Document extract —
***
In the time it took my beloved Proserpina to raise her chipcard and swipe it while exiting the 2 tram, a pickpocket accessed her zipped and momentarilly not tightly clutched pocketbook and made off with her wallet and a pair of designer sunglasses. One swipe, two seconds, out the open door, and gone - an olympic class sprinter.
An immediate trip to the police station was a good idea - an attempt was made to use one of her two credit cards within hours of the theft. Fortunately, the kind and efficient desk officer personally called both credit card companies himself and put a hold on the cards, so no further damage.
Our official report was taken by a young female officer working overtime to process all the minor crimes of the day. Visibly exhausted, she spoke with us as she typed. It appears that the Amsterdam police will make no effort whatsoever to prevent minor tourist-oriented crime much less to apprehend the miscreants, all of whom are well known. There are simply not enough police officers nor hours in the day. Well aware, the assorted pickpockets are increasing their activities with no fear of arrest, much less punishment. Depressing, realistic. Forewarned for the future - no pocketbooks, no jewelry, no nothing.
***
Collected material —
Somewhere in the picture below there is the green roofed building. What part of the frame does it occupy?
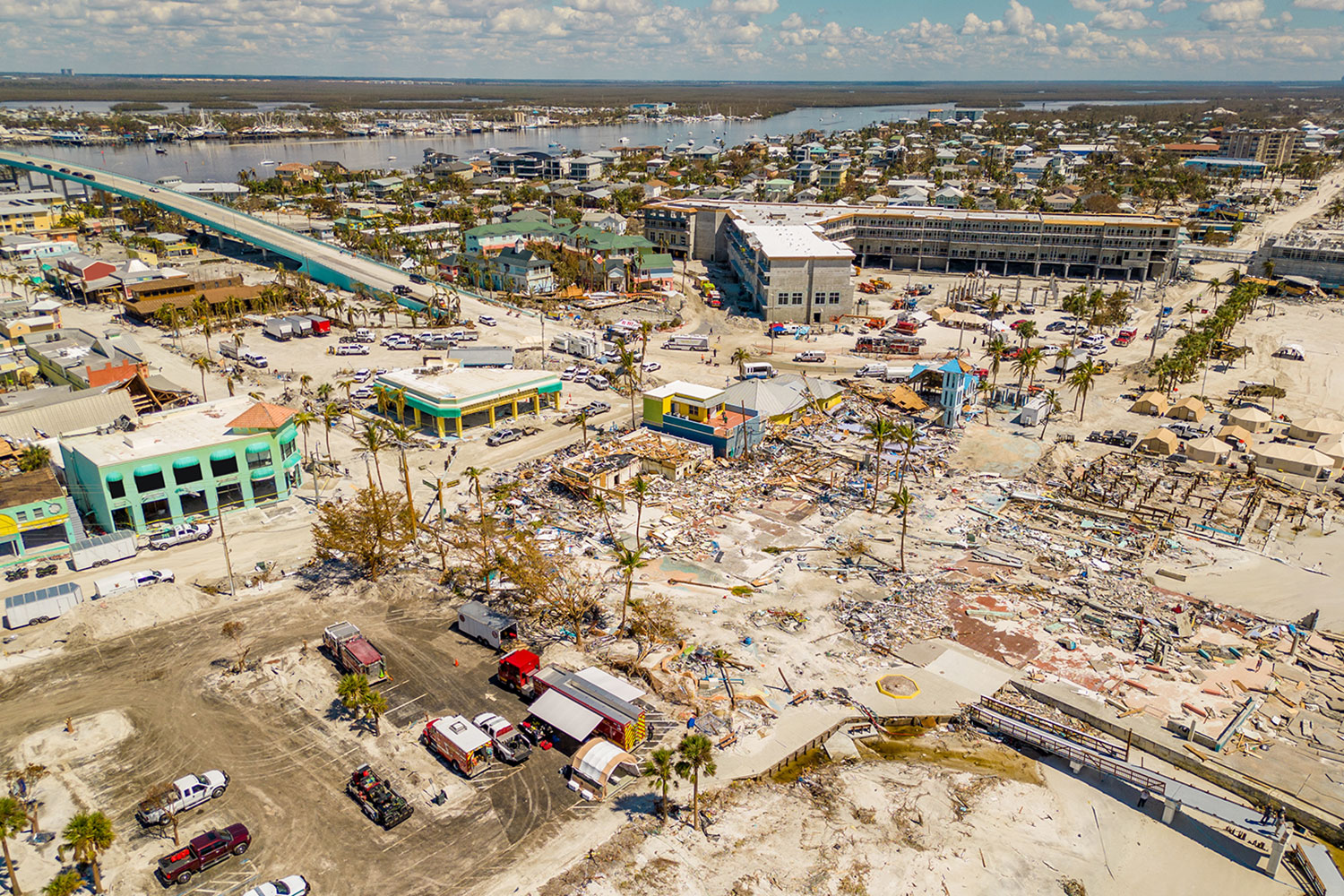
[61,395,303,532]
[374,360,561,438]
***
Direction — Update the pickpocket account by repeating it from the words "An immediate trip" through "no further damage." and replacing "desk officer" with "duty sergeant". Work from the pickpocket account alone.

Response to the task —
An immediate trip to the police station was a good idea - an attempt was made to use one of her two credit cards within hours of the theft. Fortunately, the kind and efficient duty sergeant personally called both credit card companies himself and put a hold on the cards, so no further damage.